■ Record extracts:
★ ★ ★ ★ ★

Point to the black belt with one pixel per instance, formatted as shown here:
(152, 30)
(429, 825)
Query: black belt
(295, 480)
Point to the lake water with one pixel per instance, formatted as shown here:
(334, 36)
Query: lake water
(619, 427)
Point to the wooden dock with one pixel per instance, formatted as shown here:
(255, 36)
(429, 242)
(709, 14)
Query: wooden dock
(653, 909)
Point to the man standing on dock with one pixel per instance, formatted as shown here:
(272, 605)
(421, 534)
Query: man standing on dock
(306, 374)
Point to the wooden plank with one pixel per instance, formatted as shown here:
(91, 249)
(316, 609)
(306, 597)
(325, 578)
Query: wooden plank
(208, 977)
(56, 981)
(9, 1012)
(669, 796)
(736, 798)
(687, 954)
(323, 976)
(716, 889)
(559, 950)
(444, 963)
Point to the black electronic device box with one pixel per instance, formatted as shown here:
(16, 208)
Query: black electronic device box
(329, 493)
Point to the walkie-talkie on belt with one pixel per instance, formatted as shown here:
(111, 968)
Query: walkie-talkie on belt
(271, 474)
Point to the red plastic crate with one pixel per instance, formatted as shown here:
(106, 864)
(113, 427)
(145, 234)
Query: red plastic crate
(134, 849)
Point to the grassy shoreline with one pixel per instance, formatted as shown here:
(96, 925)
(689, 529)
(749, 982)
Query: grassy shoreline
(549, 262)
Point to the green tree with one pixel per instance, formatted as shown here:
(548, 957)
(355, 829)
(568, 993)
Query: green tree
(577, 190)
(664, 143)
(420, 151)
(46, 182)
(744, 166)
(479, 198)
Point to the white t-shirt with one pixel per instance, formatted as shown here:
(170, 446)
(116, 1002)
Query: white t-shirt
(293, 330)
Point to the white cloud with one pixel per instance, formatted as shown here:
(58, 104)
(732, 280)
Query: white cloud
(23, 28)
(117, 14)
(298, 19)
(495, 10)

★ ★ ★ ★ ★

■ Directions: Restate every entry word for word.

■ Solution:
Point to the black belt with one pixel per instance, formatted as shown here:
(152, 30)
(429, 825)
Query: black belt
(295, 480)
Point to the lake water with one pixel per instance, formatted as shown here:
(334, 36)
Query: lake water
(619, 427)
Point to the wooden dock with one pixel per instance, formatted as shown here:
(255, 36)
(429, 242)
(709, 14)
Query: wooden dock
(653, 909)
Point to the man standing on dock with one pixel per instance, formatted as shown here:
(272, 605)
(421, 534)
Query: man standing on dock
(306, 374)
Point to the wooden plank with one pixel per instance, formatted as shown here:
(91, 249)
(316, 609)
(306, 597)
(325, 578)
Query: wooden plank
(208, 977)
(56, 981)
(9, 1012)
(669, 796)
(736, 798)
(687, 954)
(323, 976)
(716, 889)
(559, 950)
(444, 963)
Point to the black electronic device box with one pixel per instance, formatted as shown here:
(16, 208)
Query: black electronic device box
(329, 493)
Point to the walkie-talkie on belt with one pixel per instance, formatted as shown here:
(111, 968)
Query: walkie-talkie on belt
(271, 474)
Point to the red plastic crate with one pixel per instance, formatted as shown here:
(106, 864)
(113, 427)
(145, 234)
Query: red plastic crate
(134, 849)
Point to the grassy shoreline with one pixel per instance, formatted as shown here:
(96, 925)
(689, 529)
(749, 982)
Query: grassy shoreline
(549, 262)
Point to the green tree with one pixel per instance, formatted as shown here:
(548, 957)
(355, 829)
(568, 993)
Query: green tree
(577, 190)
(664, 143)
(420, 151)
(46, 182)
(744, 166)
(479, 198)
Point to the white t-shirt with one pixel per instance, formatted as shown here:
(170, 446)
(116, 1002)
Query: white t-shirt
(293, 330)
Point to the white cloud with one pixel per instance, formatted as shown here:
(58, 104)
(732, 280)
Query: white cloud
(23, 28)
(117, 14)
(298, 19)
(495, 10)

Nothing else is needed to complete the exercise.